----- Data listing -----

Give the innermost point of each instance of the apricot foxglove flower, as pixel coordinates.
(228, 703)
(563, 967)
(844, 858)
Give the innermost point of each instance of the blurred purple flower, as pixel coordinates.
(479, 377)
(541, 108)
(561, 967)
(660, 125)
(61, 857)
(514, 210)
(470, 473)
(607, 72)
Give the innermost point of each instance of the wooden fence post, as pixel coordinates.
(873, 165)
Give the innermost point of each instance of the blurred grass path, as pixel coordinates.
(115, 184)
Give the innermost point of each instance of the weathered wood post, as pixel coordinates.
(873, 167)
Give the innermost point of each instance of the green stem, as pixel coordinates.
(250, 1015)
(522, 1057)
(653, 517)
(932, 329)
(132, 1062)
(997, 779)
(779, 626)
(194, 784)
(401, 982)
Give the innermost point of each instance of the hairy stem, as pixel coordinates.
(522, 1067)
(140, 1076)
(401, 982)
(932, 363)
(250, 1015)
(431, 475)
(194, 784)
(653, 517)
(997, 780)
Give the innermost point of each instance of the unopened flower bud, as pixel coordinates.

-----

__Work required__: Retype the entries word for word, beginning with the line that contains "Give the innermost point of each instance of the wooden" and continuing through the last line of the entries.

__Exercise result__:
Give the innermost point of each instance of the wooden fence post, as pixel coordinates.
(873, 165)
Give the innermost point of each instance of the blurred grass path, as pixel coordinates.
(115, 184)
Give the innermost point of each instance of the weathered wood post, as pixel coordinates.
(873, 167)
Give the innermost point of each instance of the green stem, as pixel coordinates.
(250, 1015)
(522, 1057)
(653, 517)
(932, 329)
(132, 1062)
(997, 779)
(779, 626)
(194, 784)
(401, 982)
Give the innermost point of each instance of the hairy stem, as pixel coordinates.
(522, 1067)
(140, 1076)
(401, 982)
(932, 363)
(250, 1015)
(431, 475)
(194, 784)
(653, 517)
(997, 780)
Give the innermost point of each instance of the unopened flower bud, as pixel coordinates.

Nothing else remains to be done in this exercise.